┌──

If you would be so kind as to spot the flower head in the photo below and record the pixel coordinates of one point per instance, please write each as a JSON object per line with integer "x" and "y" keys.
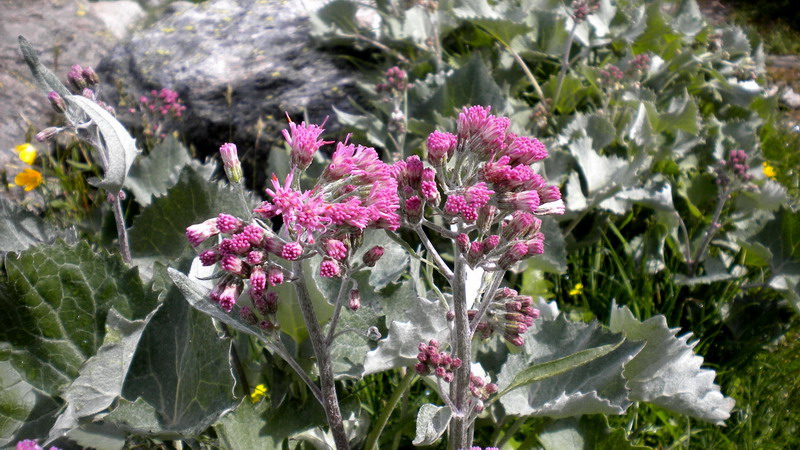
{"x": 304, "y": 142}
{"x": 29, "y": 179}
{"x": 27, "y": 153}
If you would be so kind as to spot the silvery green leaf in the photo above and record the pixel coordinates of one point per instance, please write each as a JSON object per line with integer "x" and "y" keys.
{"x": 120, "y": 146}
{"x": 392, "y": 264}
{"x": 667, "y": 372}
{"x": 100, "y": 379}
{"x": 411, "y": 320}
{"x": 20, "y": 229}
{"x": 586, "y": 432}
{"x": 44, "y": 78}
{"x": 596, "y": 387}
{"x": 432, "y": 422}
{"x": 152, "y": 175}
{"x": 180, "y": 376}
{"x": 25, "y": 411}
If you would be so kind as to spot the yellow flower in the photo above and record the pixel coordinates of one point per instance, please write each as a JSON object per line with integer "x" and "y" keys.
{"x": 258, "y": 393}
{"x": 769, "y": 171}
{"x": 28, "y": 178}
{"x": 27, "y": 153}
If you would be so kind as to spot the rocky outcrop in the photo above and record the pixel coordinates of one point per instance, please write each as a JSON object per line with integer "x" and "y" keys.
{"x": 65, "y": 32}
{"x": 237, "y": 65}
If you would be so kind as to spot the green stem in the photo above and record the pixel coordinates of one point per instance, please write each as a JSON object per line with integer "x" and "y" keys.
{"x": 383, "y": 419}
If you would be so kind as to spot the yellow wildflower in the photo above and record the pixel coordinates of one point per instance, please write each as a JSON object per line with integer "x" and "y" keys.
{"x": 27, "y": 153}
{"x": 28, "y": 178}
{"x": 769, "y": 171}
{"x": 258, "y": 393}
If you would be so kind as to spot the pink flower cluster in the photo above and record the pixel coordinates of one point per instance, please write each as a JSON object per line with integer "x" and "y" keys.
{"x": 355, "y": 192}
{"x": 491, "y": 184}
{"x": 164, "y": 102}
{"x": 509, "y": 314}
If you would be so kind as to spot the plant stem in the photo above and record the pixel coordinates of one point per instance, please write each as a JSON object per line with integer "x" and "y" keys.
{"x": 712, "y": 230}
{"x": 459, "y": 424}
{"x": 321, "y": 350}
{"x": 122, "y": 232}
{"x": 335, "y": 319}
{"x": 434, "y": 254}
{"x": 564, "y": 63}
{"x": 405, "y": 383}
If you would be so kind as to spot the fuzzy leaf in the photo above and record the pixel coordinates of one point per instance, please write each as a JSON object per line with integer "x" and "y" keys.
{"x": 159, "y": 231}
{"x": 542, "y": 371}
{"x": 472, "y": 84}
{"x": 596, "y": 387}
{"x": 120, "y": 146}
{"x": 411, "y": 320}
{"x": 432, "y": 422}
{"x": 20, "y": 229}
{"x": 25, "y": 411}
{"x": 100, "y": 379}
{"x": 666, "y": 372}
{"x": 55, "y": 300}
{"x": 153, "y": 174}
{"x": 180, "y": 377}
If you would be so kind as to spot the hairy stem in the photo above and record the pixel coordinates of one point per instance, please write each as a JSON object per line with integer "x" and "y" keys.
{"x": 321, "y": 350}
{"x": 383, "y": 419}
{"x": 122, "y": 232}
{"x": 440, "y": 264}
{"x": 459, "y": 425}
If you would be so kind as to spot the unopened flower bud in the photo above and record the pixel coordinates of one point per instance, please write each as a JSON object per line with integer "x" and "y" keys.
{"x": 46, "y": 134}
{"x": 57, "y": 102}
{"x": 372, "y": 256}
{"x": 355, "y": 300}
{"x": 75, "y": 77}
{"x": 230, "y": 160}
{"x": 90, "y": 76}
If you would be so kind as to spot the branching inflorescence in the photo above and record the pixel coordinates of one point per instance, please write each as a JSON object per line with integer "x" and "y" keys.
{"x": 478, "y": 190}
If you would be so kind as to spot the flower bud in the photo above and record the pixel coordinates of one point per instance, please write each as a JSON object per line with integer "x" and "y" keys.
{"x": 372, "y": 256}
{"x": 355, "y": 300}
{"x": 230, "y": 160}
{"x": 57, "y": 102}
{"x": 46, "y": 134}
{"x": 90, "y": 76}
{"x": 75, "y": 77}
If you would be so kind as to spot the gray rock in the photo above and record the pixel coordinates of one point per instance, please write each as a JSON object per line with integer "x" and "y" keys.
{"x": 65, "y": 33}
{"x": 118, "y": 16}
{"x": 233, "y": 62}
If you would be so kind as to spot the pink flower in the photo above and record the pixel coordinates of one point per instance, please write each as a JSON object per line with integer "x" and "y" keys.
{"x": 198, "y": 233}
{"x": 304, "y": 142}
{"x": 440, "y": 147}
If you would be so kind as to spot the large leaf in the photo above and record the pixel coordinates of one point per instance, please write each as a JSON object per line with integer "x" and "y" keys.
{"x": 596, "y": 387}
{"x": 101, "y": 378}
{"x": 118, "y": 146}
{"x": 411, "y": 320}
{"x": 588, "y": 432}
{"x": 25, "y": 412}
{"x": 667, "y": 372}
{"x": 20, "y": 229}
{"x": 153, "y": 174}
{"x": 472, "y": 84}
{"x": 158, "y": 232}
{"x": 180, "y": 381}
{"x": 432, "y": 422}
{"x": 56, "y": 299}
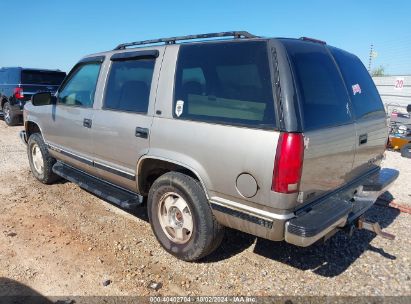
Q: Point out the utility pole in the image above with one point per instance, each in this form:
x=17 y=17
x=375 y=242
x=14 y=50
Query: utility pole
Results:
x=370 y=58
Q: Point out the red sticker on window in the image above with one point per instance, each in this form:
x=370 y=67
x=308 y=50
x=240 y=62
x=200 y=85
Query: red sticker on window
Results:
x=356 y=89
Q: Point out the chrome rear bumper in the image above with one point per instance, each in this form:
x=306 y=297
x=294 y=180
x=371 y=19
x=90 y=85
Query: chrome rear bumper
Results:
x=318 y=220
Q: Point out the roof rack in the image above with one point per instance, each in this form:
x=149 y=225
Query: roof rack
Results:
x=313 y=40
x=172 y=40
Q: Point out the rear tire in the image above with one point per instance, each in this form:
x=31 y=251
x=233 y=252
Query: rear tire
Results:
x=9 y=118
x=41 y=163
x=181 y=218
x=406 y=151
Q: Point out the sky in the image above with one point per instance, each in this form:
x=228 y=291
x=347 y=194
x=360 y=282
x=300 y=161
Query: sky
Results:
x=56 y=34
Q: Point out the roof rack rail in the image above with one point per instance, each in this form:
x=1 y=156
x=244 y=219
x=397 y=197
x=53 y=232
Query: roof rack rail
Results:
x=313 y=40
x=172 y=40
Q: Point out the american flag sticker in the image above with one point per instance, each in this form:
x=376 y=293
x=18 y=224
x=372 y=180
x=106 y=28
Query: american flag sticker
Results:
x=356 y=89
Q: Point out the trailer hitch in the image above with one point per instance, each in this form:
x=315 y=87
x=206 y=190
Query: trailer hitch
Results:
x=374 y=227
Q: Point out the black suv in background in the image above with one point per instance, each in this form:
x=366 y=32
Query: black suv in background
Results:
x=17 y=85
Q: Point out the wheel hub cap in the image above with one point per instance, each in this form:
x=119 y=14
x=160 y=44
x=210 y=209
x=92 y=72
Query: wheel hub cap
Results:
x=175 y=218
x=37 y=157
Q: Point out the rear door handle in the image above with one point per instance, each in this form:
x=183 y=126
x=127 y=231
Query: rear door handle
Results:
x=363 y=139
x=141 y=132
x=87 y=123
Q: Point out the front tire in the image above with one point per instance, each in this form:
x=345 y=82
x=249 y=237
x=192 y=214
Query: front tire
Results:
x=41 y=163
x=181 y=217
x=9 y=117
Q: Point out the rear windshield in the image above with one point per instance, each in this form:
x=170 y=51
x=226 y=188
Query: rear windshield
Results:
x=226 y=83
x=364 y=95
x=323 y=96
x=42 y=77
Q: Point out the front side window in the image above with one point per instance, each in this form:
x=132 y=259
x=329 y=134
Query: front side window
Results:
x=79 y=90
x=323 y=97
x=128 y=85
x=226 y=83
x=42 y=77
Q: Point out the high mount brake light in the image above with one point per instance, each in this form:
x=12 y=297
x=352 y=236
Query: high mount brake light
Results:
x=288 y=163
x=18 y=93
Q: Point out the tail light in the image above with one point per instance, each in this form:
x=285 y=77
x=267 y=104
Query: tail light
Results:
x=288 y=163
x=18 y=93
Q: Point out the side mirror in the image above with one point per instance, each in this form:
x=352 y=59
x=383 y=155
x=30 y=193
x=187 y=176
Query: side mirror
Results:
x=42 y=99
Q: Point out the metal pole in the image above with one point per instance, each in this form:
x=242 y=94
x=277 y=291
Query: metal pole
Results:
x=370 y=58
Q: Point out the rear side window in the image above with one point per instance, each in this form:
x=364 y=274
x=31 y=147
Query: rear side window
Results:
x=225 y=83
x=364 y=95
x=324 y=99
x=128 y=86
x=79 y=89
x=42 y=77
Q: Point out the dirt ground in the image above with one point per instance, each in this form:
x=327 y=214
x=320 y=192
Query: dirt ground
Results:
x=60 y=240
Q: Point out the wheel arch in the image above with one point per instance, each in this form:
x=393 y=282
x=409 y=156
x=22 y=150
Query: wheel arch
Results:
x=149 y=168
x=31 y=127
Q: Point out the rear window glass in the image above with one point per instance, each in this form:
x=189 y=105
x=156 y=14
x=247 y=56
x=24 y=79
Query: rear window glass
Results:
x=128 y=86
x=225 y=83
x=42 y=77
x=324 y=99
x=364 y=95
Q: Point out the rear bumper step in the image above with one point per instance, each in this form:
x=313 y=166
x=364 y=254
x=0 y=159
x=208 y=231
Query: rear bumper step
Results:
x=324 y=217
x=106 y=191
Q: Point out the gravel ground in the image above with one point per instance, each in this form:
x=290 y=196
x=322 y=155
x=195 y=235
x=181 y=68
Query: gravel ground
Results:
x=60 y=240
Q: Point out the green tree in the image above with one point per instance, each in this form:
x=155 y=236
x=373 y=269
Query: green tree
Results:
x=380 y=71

└──

SET PROBLEM:
From the material above, pull out every line between the line containing "Q: Point out the rear window" and the line containing "x=106 y=191", inclusive, and reproduce them without any change.

THE RESPONSE:
Q: Point out the rear window glass in the image above with one point per instance, each in this form:
x=189 y=105
x=156 y=14
x=247 y=56
x=24 y=79
Query: rear window glass
Results:
x=128 y=86
x=225 y=83
x=42 y=77
x=324 y=99
x=364 y=95
Q: Point out the rear bumper step in the image above with one point per instance, each in this form:
x=313 y=166
x=364 y=254
x=0 y=159
x=208 y=231
Query: rear bumper step
Results:
x=324 y=217
x=106 y=191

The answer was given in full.